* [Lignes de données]
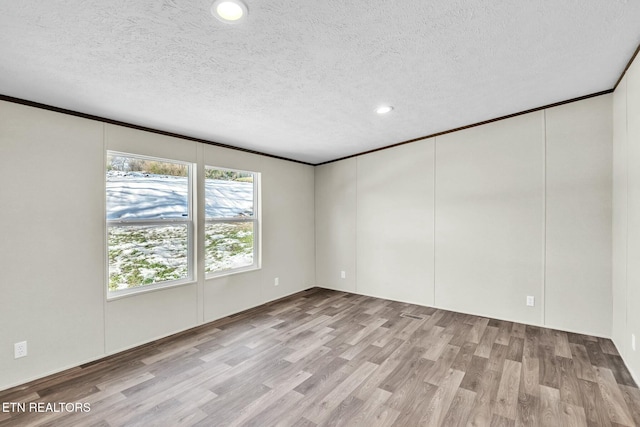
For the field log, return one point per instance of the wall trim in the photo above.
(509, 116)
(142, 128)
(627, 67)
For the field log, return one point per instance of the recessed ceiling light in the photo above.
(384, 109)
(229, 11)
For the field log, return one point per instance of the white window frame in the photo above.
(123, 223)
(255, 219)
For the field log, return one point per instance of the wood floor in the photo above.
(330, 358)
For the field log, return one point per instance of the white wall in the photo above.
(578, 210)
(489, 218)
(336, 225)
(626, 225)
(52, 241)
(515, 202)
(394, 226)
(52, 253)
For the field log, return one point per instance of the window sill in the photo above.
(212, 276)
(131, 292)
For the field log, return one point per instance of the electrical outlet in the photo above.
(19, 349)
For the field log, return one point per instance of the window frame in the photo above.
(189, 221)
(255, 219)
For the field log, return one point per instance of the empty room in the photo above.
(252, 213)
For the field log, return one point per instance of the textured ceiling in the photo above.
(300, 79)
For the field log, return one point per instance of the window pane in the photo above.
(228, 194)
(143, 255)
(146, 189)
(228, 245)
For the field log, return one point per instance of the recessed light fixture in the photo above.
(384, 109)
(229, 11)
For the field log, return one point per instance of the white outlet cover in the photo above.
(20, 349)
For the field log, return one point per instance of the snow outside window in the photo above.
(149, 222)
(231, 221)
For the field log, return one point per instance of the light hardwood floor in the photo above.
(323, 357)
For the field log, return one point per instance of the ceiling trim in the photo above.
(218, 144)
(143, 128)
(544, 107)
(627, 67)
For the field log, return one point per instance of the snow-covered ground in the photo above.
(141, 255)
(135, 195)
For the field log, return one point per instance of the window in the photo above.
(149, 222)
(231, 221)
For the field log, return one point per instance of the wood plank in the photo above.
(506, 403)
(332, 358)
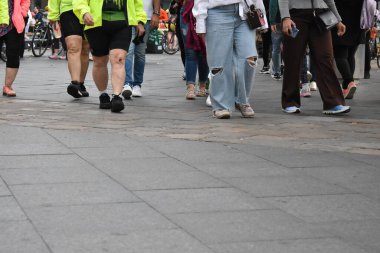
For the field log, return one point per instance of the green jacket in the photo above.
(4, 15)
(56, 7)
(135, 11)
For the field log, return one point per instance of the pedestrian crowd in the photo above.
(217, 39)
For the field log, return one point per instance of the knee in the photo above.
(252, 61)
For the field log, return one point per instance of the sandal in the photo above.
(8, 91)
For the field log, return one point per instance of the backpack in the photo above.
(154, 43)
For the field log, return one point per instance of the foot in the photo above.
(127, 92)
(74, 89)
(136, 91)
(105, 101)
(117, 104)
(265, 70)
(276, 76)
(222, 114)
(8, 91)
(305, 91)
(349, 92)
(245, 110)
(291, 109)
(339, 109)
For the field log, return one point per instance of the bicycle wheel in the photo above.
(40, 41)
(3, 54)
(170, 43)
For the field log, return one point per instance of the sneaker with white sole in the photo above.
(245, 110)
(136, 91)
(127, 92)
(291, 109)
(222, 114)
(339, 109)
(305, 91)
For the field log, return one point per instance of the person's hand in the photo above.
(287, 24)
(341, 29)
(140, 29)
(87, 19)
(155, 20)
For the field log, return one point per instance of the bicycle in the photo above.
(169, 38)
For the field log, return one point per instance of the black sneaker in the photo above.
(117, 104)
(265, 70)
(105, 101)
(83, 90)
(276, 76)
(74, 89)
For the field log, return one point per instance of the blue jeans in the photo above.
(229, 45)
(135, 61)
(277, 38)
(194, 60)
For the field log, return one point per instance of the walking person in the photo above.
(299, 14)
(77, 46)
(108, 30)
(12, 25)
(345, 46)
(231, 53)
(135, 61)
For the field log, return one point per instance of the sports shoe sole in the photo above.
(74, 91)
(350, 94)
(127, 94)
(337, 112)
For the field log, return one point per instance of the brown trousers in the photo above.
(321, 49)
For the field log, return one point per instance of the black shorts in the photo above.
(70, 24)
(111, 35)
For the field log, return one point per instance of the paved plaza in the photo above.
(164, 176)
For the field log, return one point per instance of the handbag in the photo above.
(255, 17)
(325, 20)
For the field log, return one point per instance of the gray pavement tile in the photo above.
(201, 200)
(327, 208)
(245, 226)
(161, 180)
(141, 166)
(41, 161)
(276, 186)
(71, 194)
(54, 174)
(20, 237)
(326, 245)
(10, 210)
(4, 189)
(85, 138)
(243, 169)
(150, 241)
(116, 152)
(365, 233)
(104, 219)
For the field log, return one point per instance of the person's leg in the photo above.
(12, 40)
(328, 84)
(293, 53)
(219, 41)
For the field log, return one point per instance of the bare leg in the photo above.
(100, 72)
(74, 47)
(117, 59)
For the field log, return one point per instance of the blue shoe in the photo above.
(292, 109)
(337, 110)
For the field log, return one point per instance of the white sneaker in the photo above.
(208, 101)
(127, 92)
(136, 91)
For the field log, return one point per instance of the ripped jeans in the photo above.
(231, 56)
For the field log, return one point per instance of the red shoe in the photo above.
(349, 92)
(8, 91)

...

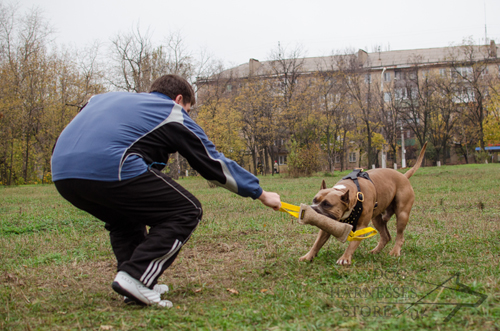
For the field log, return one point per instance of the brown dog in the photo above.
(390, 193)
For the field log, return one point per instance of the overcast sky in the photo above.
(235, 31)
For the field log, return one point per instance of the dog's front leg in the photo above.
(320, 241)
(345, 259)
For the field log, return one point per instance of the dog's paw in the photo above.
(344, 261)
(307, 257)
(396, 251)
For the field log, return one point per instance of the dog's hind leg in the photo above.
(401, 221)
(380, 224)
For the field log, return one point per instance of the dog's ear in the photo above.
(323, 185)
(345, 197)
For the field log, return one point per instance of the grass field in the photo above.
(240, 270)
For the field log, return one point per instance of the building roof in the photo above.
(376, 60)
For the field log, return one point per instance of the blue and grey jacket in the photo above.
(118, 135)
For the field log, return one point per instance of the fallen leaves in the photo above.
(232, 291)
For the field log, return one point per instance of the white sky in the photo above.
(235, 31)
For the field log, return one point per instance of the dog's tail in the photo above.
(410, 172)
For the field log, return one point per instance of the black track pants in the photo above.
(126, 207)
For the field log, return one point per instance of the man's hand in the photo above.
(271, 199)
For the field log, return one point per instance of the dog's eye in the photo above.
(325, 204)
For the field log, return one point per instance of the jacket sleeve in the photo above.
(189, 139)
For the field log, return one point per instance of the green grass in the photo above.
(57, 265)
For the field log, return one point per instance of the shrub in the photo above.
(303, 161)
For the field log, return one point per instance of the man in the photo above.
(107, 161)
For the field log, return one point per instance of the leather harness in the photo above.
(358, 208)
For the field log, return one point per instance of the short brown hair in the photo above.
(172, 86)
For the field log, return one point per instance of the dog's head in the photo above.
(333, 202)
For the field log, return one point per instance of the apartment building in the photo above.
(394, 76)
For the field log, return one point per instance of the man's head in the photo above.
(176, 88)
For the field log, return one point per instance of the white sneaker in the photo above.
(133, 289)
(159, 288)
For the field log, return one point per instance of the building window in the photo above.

* [Ta consigne]
Repère dans les items ci-dessus toutes les lignes qui contiennent le mot « floor », puis recopie-les.

* [Corrigé]
For the field log, return one point per instance of the wood floor in the photo above.
For the field log, return one point per instance of the light hardwood floor in the photo above.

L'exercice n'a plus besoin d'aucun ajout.